Given problem: Resume the article on Temple wide receiver Amad Anderson Jr. and continue writing from its last sentence.

The up-and-down season of wide receiver Amad Anderson Jr. was on full display in Temple’s 27-20 overtime loss to Navy Saturday night in Annapolis, with such lows as a muffed punt that led to a Midshipmen touchdown and bad penalties to positives like having a 100-yard game for the second consecutive week.

Anderson Jr. was part of one of the best offensive plays of the Owls’ season with a one-handed catch on a third-and-10 play in the fourth quarter that went for 40 yards and put Temple inside the red zone with less than two minutes to go down three in a position to either tie or win the game.

Anderson Jr. was running a seam route through the middle of the field and Temple freshman quarterback E.J. Warner threw it behind him. It seemed like an improbable catch, but Anderson Jr., with his left hand, reached for it on his right side and turned away from his defender to make it an even bigger play with the yards after the catch that put the Owls at the Navy 5-yard line.

While Temple didn’t punch it home and win the game, that play did allow the Owls to send it to overtime.

“E.J. did a good job of holding off that safety and just drilling it in a spot where nobody else could catch it, throwing it back shoulder,” Anderson Jr. told OwlScoop.com Monday. “I kind of just reacted kinda late, I left it there so nobody can react to it. But he did a good job of placing it where nobody, none of the defenders would be able to deflect it or intercept it.”

Without Adonicas Sanders and Ian Stewart in the previous two games, Anderson Jr., who was originally the starting slot receiver for the Owls heading into the season, has returned to his original role and run with it over the last two weeks.

“He’s just a hard worker,” Warner said of Anderson Jr. after the game Saturday night. “I mean, comes every day to practice. He knows what he does, knows what to do on the plays and stuff like that, and works hard. And then he puts in extra work outside, but we go in there all the time, just me and him, to watch film and teach him things, how to find what the defense is doing on different zones that can help us to just work hard and just executing and making those plays when you had the chance.”

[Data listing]
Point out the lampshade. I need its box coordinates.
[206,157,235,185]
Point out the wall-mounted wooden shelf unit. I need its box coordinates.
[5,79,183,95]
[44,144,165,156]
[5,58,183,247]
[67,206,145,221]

Reply to the exercise:
While Anderson Jr. had a good stat line - eight catches for 114 yards and a 20-yard, fourth-quarter touchdown catch - for the second consecutive game, he did have some low moments in the first half.

On Temple’s second drive that resulted in a three-and-out, Anderson Jr got an unsportsmanlike penalty that affected Temple’s upcoming punt. Then on the following Navy drive, Temple forced a three and out, but Anderson Jr muffed the punt and gave Navy the ball at the Owls’ 17-yard line and set up a Daba Fofana 15-yard touchdown run three plays later that spotted the Midshipmen a 10-0 first-quarter lead. He later continued his first-half struggles with a block-in- the-back call that got rid of a 10-yard completion to tight David Martin-Robinson.

“I rallied around my teammates,” Anderson Jr. said. “I needed them. I was kind of down on myself. But I knew there was a lot of ball left and they were behind the coaches and the teammates were behind me. So once it happened, it happened. I had to flush it and next play mentality.”

“That’s a little bit like our offense, up and down,” said Temple’s Chief of Staff Everett Withers, who coached the team for an ill Stan Drayton Saturday night, about Anderson Jr. “He needs to not have the issues in the first half and help us in the first half as much as the second half.”

While the offense has been very inconsistent, Anderson Jr. has been the most consistent receiver in the last two games. Last week against Tulsa, he had eight catches for 112 yards with a touchdown. In the first six games of the year, he had just eight catches for 74 yards and no touchdowns.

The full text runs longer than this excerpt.